[START OF Data supplied]
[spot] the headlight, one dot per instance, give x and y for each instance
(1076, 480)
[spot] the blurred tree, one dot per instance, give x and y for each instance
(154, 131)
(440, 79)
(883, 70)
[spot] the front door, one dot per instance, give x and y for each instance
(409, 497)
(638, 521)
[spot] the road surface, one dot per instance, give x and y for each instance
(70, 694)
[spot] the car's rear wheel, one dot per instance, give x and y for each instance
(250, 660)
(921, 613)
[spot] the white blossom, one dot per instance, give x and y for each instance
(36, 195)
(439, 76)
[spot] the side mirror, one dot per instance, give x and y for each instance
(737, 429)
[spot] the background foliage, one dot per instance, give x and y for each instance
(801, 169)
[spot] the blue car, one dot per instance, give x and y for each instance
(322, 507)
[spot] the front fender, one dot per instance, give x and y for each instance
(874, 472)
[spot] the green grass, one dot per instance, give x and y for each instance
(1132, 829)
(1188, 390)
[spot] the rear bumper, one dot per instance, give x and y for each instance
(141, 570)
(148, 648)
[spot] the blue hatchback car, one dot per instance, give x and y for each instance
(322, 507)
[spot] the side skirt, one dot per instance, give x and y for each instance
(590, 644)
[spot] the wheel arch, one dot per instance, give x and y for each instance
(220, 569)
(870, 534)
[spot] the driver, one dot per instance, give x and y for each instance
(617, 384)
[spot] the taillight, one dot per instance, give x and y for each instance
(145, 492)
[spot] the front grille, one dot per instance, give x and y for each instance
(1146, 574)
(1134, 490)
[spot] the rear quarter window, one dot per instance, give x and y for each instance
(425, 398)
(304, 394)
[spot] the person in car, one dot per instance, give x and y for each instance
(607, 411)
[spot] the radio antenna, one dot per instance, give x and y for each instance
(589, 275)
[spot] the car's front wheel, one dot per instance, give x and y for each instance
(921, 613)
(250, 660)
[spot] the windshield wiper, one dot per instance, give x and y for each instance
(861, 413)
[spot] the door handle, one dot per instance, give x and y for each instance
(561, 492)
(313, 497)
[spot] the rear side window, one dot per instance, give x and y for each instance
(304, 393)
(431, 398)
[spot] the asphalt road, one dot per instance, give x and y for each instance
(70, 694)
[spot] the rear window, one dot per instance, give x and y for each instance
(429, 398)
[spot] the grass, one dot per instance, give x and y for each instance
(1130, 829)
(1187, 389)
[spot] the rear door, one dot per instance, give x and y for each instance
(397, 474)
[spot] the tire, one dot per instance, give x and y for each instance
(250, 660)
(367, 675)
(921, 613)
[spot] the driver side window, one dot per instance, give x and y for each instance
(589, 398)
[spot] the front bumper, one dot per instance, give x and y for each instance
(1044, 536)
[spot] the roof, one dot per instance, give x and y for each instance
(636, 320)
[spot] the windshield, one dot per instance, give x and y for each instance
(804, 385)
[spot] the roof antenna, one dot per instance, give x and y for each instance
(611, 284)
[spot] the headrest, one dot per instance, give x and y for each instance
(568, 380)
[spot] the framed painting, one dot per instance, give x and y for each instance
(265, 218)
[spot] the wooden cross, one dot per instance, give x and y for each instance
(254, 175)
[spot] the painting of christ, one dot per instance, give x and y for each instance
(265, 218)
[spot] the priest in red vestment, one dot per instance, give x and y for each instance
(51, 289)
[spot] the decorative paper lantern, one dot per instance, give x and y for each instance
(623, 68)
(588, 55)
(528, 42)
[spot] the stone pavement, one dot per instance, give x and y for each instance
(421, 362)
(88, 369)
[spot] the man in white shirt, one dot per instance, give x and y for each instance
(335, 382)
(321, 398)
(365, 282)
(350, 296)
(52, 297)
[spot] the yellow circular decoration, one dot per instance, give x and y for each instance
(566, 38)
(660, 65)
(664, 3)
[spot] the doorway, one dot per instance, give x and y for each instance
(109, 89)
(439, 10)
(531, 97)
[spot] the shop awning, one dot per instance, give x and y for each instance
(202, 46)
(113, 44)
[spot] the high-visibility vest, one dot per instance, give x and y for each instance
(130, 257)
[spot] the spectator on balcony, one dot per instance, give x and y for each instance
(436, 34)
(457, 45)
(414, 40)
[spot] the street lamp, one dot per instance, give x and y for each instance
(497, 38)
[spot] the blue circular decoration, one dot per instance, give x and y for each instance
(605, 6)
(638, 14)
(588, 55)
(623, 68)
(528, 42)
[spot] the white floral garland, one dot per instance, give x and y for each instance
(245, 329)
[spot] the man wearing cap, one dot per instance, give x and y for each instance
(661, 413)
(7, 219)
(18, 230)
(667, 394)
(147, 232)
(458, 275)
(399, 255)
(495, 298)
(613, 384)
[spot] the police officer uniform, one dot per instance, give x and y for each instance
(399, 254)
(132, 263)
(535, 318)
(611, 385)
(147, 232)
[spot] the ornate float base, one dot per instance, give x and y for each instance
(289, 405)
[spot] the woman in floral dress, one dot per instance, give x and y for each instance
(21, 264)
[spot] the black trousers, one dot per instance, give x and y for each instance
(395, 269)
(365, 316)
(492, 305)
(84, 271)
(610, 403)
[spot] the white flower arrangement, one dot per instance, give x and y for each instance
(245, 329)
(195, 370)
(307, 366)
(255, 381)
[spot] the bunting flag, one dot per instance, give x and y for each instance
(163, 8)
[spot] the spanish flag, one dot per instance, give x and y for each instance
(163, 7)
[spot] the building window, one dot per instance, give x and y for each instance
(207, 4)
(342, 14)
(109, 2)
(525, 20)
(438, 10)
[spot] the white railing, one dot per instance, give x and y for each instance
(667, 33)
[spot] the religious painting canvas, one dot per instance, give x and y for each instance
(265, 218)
[END OF Data supplied]
Your task is to output exactly the lines running from the one with "[spot] the man in" through the final line of the material above, with both ends included.

» **Full answer**:
[spot] the man in white shirt, one dot per instance, give x and y for each instance
(335, 382)
(321, 398)
(365, 282)
(350, 296)
(52, 297)
[spot] the yellow circular decoration, one dot per instance, give x and y for each instance
(566, 38)
(660, 65)
(664, 3)
[spot] the doorway, one dot per instance, give x and y for each instance
(109, 89)
(439, 10)
(531, 97)
[spot] the shop awning, one dot per instance, give x and y for each instance
(202, 46)
(113, 44)
[spot] the high-visibility vest, one dot per instance, give x and y for each instance
(130, 257)
[spot] the spectator on balcony, one dot per instance, give x and y for each instance
(436, 34)
(457, 45)
(414, 40)
[spot] the street lamp, one dot per instance, give x and y for each instance
(497, 38)
[spot] the blue circular decoration, one dot per instance, give x and y for each instance
(605, 6)
(638, 14)
(588, 55)
(623, 68)
(528, 42)
[spot] the white floral garland, one dot per instance, give x and y for each instance
(245, 329)
[spot] the man wearing cap, one dot per instance, give x and y for each instance
(661, 413)
(7, 219)
(18, 230)
(667, 394)
(147, 232)
(458, 275)
(399, 255)
(495, 298)
(613, 384)
[spot] the police officer uniform, one dot per instance, give x and y for each instance
(399, 254)
(132, 263)
(535, 318)
(611, 385)
(147, 232)
[spot] the ornate float base, one dot per instance, give x and y for each instance
(289, 405)
[spot] the woman in floral dress, one dot per instance, give x and y for each instance
(21, 264)
[spot] the black trousers, one dot per instance, give x and y for each instance
(395, 269)
(365, 316)
(492, 305)
(84, 271)
(610, 403)
[spot] the white flower arrangement, one dot per instance, give x and y for each instance
(245, 329)
(195, 370)
(307, 366)
(255, 381)
[spot] the bunting flag, one dot per instance, give x and y for each instance
(163, 8)
[spot] the spanish flag, one dot per instance, give x and y for each instance
(163, 7)
[spot] the building window, one dot per instance, give x and y for each instance
(207, 4)
(342, 14)
(109, 2)
(525, 20)
(438, 10)
[spot] the white railing, one dot per instance, give x and y for each instance
(667, 33)
[spot] the religious painting canvas, one dot per instance, give x and y for each instance
(265, 218)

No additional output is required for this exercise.